Task
Copy every line of the items below, character for character.

[START OF Data shown]

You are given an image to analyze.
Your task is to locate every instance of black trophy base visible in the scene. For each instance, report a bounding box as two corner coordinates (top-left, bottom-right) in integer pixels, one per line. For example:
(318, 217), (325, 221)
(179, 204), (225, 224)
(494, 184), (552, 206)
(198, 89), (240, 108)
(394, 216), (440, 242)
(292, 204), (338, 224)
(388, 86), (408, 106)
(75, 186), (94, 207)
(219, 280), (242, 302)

[END OF Data shown]

Written response
You are given an image to analyze.
Your task is to locate every instance of black trophy base visible in the scene. For each instance, report a bounding box as two corner coordinates (top-left, bottom-right) in integer pixels, one per line. For example:
(318, 217), (325, 221)
(179, 204), (225, 224)
(494, 184), (552, 206)
(198, 89), (240, 108)
(394, 216), (440, 242)
(292, 204), (338, 224)
(388, 86), (408, 106)
(75, 186), (94, 207)
(219, 280), (242, 302)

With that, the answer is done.